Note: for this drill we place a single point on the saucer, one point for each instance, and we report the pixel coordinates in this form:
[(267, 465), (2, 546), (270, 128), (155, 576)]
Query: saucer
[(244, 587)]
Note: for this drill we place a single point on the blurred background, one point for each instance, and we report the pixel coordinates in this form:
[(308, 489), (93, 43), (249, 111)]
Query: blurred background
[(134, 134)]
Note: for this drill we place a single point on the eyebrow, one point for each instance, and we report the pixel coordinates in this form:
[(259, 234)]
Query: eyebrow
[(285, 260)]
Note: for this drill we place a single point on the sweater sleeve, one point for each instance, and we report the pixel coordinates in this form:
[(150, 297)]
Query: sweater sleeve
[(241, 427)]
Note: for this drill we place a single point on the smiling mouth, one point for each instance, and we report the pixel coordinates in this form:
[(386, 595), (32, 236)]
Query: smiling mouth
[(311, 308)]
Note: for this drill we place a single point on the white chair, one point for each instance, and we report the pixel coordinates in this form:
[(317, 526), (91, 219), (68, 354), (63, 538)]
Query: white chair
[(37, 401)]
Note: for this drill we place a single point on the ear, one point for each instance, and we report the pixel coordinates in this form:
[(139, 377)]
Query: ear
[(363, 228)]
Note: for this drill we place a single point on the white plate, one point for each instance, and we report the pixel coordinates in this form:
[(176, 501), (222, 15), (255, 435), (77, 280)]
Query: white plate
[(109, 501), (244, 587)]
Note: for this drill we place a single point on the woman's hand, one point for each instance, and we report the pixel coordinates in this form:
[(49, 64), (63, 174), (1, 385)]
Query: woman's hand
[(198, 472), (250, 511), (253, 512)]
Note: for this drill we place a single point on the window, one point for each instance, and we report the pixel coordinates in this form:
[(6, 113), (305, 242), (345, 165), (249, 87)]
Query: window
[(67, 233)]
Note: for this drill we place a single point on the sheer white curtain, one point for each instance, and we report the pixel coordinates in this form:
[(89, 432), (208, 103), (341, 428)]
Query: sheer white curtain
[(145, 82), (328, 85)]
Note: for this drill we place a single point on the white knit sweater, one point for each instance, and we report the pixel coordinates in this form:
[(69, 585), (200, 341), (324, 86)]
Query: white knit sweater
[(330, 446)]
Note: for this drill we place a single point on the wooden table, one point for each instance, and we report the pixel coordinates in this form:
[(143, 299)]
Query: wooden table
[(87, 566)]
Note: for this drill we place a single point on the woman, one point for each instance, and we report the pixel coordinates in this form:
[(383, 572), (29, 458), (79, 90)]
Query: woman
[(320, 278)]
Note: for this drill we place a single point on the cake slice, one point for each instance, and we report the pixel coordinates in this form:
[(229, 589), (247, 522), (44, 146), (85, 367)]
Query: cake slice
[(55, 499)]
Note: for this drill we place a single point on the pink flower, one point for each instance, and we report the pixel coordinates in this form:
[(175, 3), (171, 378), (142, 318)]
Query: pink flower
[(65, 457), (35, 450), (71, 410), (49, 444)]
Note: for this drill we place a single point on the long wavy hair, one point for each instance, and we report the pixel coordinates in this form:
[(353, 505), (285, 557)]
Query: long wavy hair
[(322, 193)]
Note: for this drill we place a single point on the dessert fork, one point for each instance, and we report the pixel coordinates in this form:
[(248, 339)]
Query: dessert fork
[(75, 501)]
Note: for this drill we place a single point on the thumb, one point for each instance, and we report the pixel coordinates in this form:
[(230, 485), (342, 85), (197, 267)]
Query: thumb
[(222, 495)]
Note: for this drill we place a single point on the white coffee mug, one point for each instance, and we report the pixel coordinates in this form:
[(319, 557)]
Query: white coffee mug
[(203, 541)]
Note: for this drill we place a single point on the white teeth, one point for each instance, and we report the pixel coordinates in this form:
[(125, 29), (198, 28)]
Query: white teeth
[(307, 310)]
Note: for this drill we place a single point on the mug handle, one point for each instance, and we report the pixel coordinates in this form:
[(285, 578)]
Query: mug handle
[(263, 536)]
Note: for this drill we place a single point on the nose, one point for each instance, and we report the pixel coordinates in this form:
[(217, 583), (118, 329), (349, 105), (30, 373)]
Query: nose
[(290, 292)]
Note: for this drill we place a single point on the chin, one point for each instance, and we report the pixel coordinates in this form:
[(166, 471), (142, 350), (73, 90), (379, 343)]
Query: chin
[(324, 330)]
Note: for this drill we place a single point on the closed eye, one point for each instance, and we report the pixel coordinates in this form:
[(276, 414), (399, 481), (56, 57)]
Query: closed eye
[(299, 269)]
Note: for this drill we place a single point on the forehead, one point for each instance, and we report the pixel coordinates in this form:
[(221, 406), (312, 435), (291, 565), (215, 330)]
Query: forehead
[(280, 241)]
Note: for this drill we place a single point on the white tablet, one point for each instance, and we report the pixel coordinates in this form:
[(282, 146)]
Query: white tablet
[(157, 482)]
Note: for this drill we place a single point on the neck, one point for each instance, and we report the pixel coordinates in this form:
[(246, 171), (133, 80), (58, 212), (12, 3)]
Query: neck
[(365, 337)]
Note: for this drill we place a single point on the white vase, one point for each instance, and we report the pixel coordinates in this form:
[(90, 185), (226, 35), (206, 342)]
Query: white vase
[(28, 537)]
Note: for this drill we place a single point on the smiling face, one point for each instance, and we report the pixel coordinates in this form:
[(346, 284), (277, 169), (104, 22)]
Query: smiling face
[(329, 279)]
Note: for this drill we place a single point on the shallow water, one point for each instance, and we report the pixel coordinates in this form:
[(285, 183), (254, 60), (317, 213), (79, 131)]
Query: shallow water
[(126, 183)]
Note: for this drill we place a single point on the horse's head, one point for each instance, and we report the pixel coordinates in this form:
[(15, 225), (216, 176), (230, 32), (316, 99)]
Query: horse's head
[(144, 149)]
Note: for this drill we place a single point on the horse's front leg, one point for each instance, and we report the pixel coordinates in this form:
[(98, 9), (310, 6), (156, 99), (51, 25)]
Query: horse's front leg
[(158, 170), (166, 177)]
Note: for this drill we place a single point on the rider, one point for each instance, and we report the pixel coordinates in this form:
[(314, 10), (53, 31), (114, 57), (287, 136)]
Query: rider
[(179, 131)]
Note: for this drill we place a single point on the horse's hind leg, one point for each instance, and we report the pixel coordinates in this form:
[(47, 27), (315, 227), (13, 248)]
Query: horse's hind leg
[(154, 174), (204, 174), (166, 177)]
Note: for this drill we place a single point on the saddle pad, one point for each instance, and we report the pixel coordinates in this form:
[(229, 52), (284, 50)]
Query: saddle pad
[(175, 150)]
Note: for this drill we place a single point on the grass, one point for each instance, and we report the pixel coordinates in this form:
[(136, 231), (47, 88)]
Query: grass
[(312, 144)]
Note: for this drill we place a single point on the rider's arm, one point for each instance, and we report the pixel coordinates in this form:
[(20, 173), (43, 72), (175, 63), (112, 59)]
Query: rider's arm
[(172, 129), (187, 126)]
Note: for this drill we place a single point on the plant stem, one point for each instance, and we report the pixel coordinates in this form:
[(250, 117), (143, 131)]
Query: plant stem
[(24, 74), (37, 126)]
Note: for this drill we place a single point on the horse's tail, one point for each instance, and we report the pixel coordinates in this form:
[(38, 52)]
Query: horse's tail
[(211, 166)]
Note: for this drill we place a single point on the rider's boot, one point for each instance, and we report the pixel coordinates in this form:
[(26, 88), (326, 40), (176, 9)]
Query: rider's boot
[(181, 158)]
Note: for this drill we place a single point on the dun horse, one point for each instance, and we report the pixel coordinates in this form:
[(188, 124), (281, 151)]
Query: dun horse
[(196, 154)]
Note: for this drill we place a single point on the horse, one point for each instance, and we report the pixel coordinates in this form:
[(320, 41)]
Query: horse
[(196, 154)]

▶ _TASK OBJECTIVE_
Please swap each "drill" in all the items above for "exercise" and reproduce them with nothing else changed.

▶ _SOLUTION_
Note: for this exercise we place a single point on the saucer, one point for each instance, and we report the pixel coordinates in this form:
[(267, 465), (2, 546), (270, 128), (155, 576)]
Query: saucer
[(244, 587)]
Note: for this exercise we place a single point on the blurred background, one point for each instance, and we report the pixel coordinates in this form:
[(308, 489), (93, 43), (249, 111)]
Query: blurred background
[(134, 134)]
Note: for this exercise we place a single point on the eyebrow, one point for each instance, and we report the pixel coordinates in this form:
[(259, 234)]
Query: eyebrow
[(285, 260)]
Note: for this exercise we place a single point on the sweater sleeve, one point for each instance, and we report the pixel coordinates in this form:
[(150, 297)]
Query: sweater sleeve
[(241, 427)]
Note: for this exercise we place a single point on the smiling mouth, one point for each instance, and we report the pixel coordinates in this form:
[(386, 595), (32, 236)]
Query: smiling mouth
[(311, 308)]
Note: for this exercise we place a single point on the white chair, one point for each instance, and we report the pixel coordinates in this form:
[(317, 526), (91, 219), (68, 354), (63, 538)]
Query: white chair
[(37, 401)]
Note: for this exercise we place a single point on the ear, one point for each instance, and we report the pixel coordinates in this form:
[(139, 377)]
Query: ear
[(363, 228)]
Note: for this exercise we place a single point on the white plate, one point for each instance, and we report the pixel coordinates in this form:
[(176, 501), (222, 15), (255, 435), (77, 280)]
Query: white plate
[(109, 501), (244, 587)]
Note: for this exercise we place a single point on the woman's hand, one point for each instance, and we report the pixel coordinates in this form:
[(49, 64), (63, 174), (1, 385)]
Query: woman's hand
[(198, 472), (250, 511), (253, 512)]
Note: for this exercise we place a single point on the window, one point for each instance, and we report the pixel coordinates in this form:
[(6, 113), (305, 242), (345, 165), (249, 87)]
Query: window
[(67, 233)]
Note: for this exercise we place a single point on the sheer white curtain, one point for each instance, and we report the pixel coordinates in this form:
[(89, 432), (208, 103), (341, 428)]
Query: sheer white curtain
[(145, 82), (328, 85)]
Note: for this exercise we place a single point on the white knit sweater, one point for each instance, and we report the pixel coordinates in this form:
[(69, 585), (200, 341), (324, 86)]
Query: white knit sweater
[(330, 446)]
Note: for this exercise we place a single point on the wooden table, one point for each instance, and we report the pixel coordinates in this form:
[(143, 299)]
Query: wooden table
[(87, 566)]
Note: for this exercise we place a single point on the woman, one point for each instance, and we report the pixel coordinates in this form:
[(383, 572), (29, 458), (79, 90)]
Query: woman
[(320, 278)]
Note: for this exercise we place a single point on the cake slice, one point for each instance, and we report the pixel coordinates in this form:
[(229, 589), (247, 522), (44, 146), (85, 367)]
Query: cake slice
[(55, 499)]
Note: for this exercise we place a single point on the pink flower, one point for each instance, and we report the pixel coordinates in this form:
[(175, 3), (171, 378), (142, 318)]
Query: pink flower
[(65, 457), (35, 450), (71, 410), (49, 444)]
Note: for this exercise we place a single point on the long wavy hair, one point for each instance, and we report the pixel coordinates in this form:
[(353, 505), (285, 557)]
Query: long wavy hair
[(322, 193)]
Note: for this exercise we place a single point on the dessert fork, one point for each instance, and we report the pixel coordinates in this form:
[(248, 339)]
Query: dessert fork
[(75, 501)]
Note: for this exercise we place a single point on the thumb, one point for each instance, and we report the pixel coordinates in this form:
[(230, 485), (342, 85), (197, 267)]
Query: thumb
[(222, 495)]
Note: for this exercise we place a single point on the white coffee mug, one point for each instance, and we report the pixel coordinates in this form:
[(319, 557)]
Query: white coffee mug
[(203, 541)]
Note: for this exercise we place a single point on the white teeth, one point for each instance, and we report the pixel coordinates in this form:
[(125, 29), (198, 28)]
Query: white teeth
[(307, 310)]
Note: for this exercise we place a single point on the mug handle, one point for each instance, and we report the pixel coordinates in this form:
[(285, 578)]
Query: mug handle
[(263, 536)]
Note: for this exercise we place a single point on the nose, one point for each instance, and we report the pixel coordinates in this form:
[(217, 583), (118, 329), (349, 105), (30, 373)]
Query: nose
[(290, 292)]
Note: for this exercise we place a single point on the chin, one point for each instance, and we report the pixel coordinates in this form:
[(166, 471), (142, 350), (73, 90), (379, 343)]
Query: chin
[(324, 330)]
Note: for this exercise we place a single point on the closed eye, one point for each instance, and we report the pixel coordinates in this form:
[(276, 414), (399, 481), (56, 57)]
Query: closed eye
[(299, 269)]
Note: for this exercise we place a single point on the forehead, one point for each instance, and we report the pixel coordinates in this form:
[(221, 406), (312, 435), (291, 565), (215, 330)]
Query: forehead
[(280, 241)]
Note: for this exercise we place a single point on the white tablet, one point for each instance, and we report the pixel coordinates in this form:
[(282, 146)]
Query: white tablet
[(157, 482)]
Note: for this exercise we place a single point on the neck, one point for each instance, and we report the pixel coordinates in this form:
[(246, 171), (133, 80), (58, 212), (12, 3)]
Query: neck
[(365, 337)]
Note: for this exercise we place a single point on the white vase, one point for each instance, and we report the pixel coordinates in this form:
[(90, 185), (226, 35), (206, 342)]
Query: white vase
[(28, 537)]
Note: for this exercise we place a single point on the smiling face, one point for each instance, and we report the pixel coordinates in this form:
[(346, 284), (277, 169), (104, 22)]
Query: smiling face
[(329, 279)]
Note: for this exercise we place a single point on the shallow water, one point for each instance, and we report the pixel coordinates in this form:
[(285, 183), (254, 60), (317, 213), (79, 131)]
Query: shallow water
[(126, 183)]
Note: for this exercise we place a single point on the horse's head, one point for each instance, and we report the pixel coordinates in this form:
[(15, 225), (216, 176), (230, 32), (316, 99)]
Query: horse's head
[(144, 149)]
Note: for this exercise we place a single point on the horse's front leg, one point for each instance, and we report the pixel coordinates in this form:
[(98, 9), (310, 6), (156, 99), (51, 25)]
Query: horse's front leg
[(158, 170), (166, 177)]
Note: for this exercise we place a single point on the rider, one point for each instance, and we report the pixel coordinates in this form:
[(314, 10), (53, 31), (114, 57), (287, 136)]
Query: rider
[(179, 131)]
Note: for this exercise we place a single point on the horse's hind leg, one point for each instance, and we report the pixel coordinates in this form:
[(47, 27), (315, 227), (13, 248)]
Query: horse's hind leg
[(154, 174), (204, 174), (166, 177)]
Note: for this exercise we place a single point on the saddle pad, one point for each instance, and we report the pixel coordinates in this form:
[(229, 52), (284, 50)]
Query: saddle pad
[(175, 150)]
Note: for this exercise we place a single point on the grass, one point for each instance, and we report the pixel coordinates in this form:
[(136, 231), (47, 88)]
Query: grass
[(312, 144)]
Note: for this exercise we place a single point on the rider's arm, one point for each instance, and we report the pixel coordinates in this form:
[(20, 173), (43, 72), (175, 63), (112, 59)]
Query: rider's arm
[(172, 129), (187, 126)]
Note: for this exercise we place a single point on the plant stem, one point for each instance, and we report the pixel coordinates in this form:
[(250, 117), (143, 131)]
Query: plant stem
[(24, 74), (37, 126)]
Note: for this exercise we place a single point on the horse's tail, one point for each instance, and we report the pixel coordinates in this form:
[(38, 52)]
Query: horse's tail
[(211, 166)]
Note: for this exercise we place a single point on the rider's boot, one point for each instance, and we report the pixel coordinates in this form:
[(26, 88), (326, 40), (176, 9)]
Query: rider's boot
[(181, 158)]
Note: for this exercise we place a single point on the dun horse, one point for each instance, and we report the pixel coordinates in this form:
[(188, 124), (281, 151)]
Query: dun horse
[(196, 154)]
Note: for this exercise we place a single point on the horse, one point for each instance, and we report the pixel coordinates in this form:
[(320, 41)]
Query: horse
[(196, 154)]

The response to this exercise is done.